◆ Text extract
· · ·

Play to Protest

What is Playful Protest?

Our protests are mired in an unfun seriousness. This, of course, makes sense: the issues we protest, as feminists are, indeed, full of gravity. How do we talk about dark issues of human rights, police brutality, healthcare inequities, and fascism in a way that sparks a playful sense of humanity?

Yet, the most playful protests are the ones that are best remembered. They are the protests that are recalled after the fact and remind us of our humanity. They force us to see the world differently and disrupt the assumptions within that world. Here’s a talk I gave at the Electronic Literature Organization on this very topic.

We need to use play as a tool of radical disruption.

What does that look like? Here are some examples:

  • The Barbie Liberation Organization was an excel­lent example of culture jamming. In 1993, the group replaced voice boxes between Barbie Dolls and G.I. Joe action figures to protest the gendered stereotypes embedded in children’s toys.
  • Ian Madrigal has shown up to congressional hearings dressed as the patriarch from the board game Monopoly (frequently getting themselves into the background of photos) to point out the hypocrisies of late-stage capitalism.

· · ·

Transcribe the passage of the playful protest text from "What is Playful" to "of radical disruption.", word for word.

· · ·

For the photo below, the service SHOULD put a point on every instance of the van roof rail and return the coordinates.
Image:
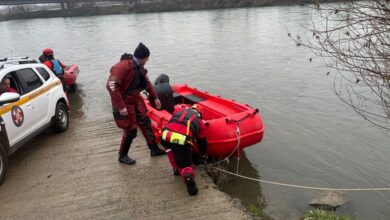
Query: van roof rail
(15, 61)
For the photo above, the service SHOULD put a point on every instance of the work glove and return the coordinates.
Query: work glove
(204, 158)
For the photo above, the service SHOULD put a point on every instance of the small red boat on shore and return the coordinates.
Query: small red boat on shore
(70, 75)
(230, 125)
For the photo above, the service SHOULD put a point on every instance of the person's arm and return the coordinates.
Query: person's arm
(62, 65)
(150, 88)
(48, 64)
(113, 86)
(152, 92)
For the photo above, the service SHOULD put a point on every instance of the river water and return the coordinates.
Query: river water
(311, 137)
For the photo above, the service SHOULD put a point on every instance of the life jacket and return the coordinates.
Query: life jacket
(187, 118)
(56, 67)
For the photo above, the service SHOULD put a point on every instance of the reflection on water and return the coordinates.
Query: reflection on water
(248, 191)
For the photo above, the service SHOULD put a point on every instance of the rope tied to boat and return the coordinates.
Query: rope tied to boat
(296, 186)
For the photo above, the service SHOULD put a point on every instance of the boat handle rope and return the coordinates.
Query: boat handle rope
(212, 166)
(296, 186)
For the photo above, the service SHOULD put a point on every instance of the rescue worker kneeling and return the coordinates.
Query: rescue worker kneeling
(179, 136)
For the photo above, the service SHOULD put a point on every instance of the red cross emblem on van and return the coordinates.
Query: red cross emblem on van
(17, 116)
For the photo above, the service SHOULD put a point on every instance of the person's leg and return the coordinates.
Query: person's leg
(183, 158)
(144, 124)
(127, 139)
(171, 157)
(129, 133)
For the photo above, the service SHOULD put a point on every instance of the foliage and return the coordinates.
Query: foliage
(353, 40)
(320, 214)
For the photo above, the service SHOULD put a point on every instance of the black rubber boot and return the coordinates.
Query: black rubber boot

· · ·

◆ Task output
What is Playful Protest?

Our protests are mired in an unfun seriousness. This, of course, makes sense: the issues we protest, as feminists are, indeed, full of gravity. How do we talk about dark issues of human rights, police brutality, healthcare inequities, and fascism in a way that sparks a playful sense of humanity?

Yet, the most playful protests are the ones that are best remembered. They are the protests that are recalled after the fact and remind us of our humanity. They force us to see the world differently and disrupt the assumptions within that world. Here’s a talk I gave at the Electronic Literature Organization on this very topic.

We need to use play as a tool of radical disruption.